— Work required —
Convert the records below into a numbered list, omitting blank lines and the pictures.
-- Start of Dataset records --
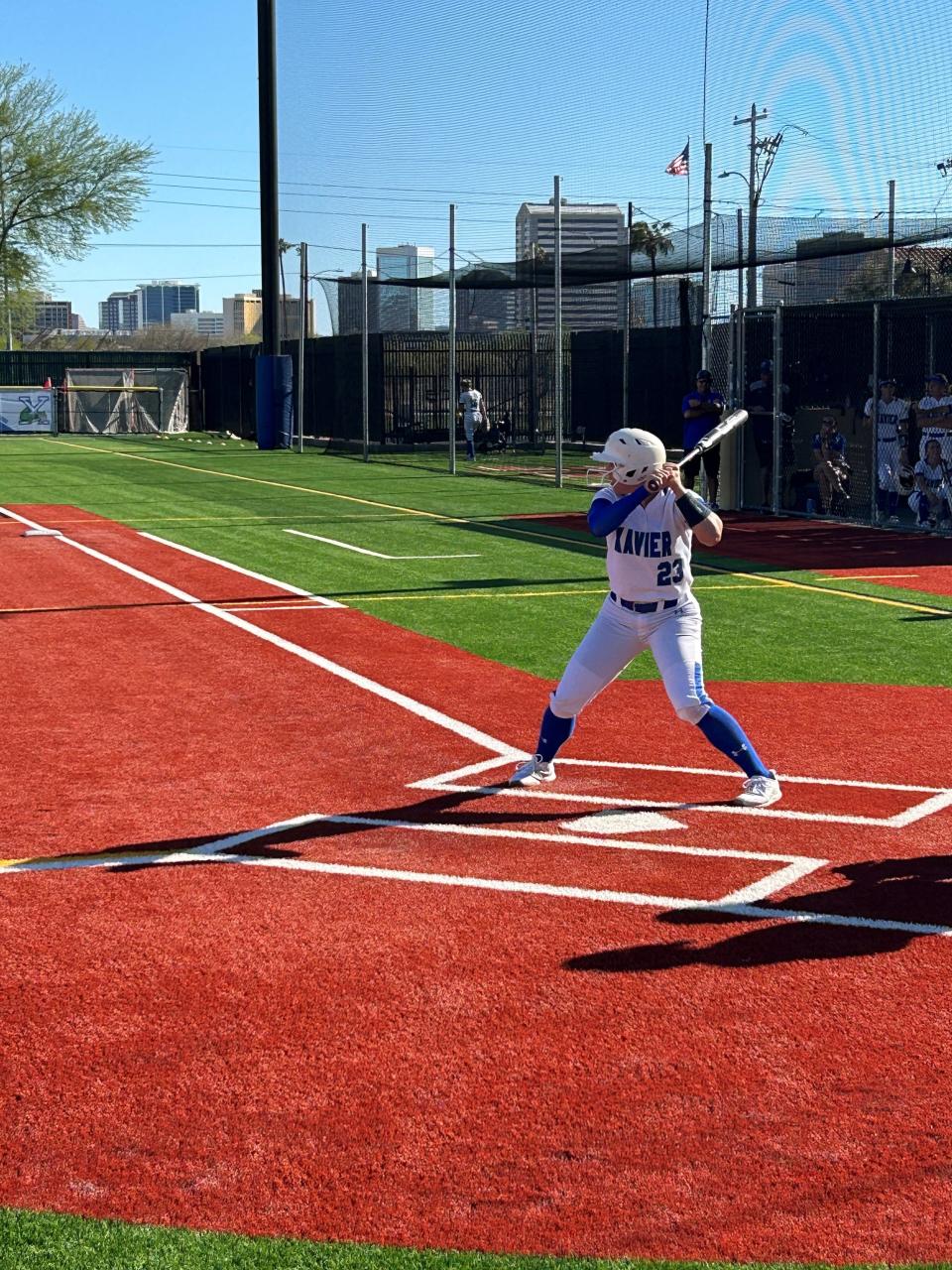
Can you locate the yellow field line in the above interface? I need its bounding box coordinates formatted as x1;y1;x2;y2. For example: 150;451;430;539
47;440;446;521
0;847;169;869
45;439;952;616
693;560;952;616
-- End of Dataset records --
— Answer to this problem —
1. Can you locate the yellow field line in the above interface? I need its bounding box coordinates formatted as x1;y1;x2;y2. For example: 150;451;430;539
2. 47;440;446;521
3. 0;847;169;869
4. 45;439;952;616
5. 693;560;952;616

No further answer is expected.